Dataset rows:
--- START ---
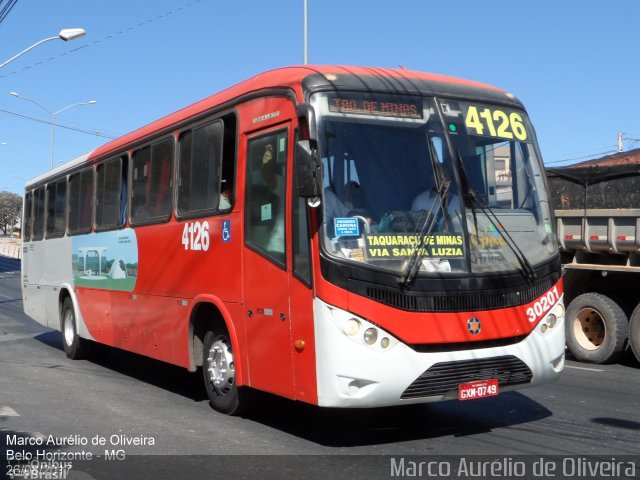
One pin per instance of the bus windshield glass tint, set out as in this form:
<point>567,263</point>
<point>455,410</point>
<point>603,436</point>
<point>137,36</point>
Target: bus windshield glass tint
<point>393,189</point>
--- END ---
WHAT TO WORK ON: Quote the lines above verbatim, leaving out the pictures.

EXERCISE ANSWER:
One pin per instance of the bus windshield glass tint, set out as in this form:
<point>567,263</point>
<point>455,410</point>
<point>603,436</point>
<point>137,36</point>
Target: bus windshield glass tint
<point>393,189</point>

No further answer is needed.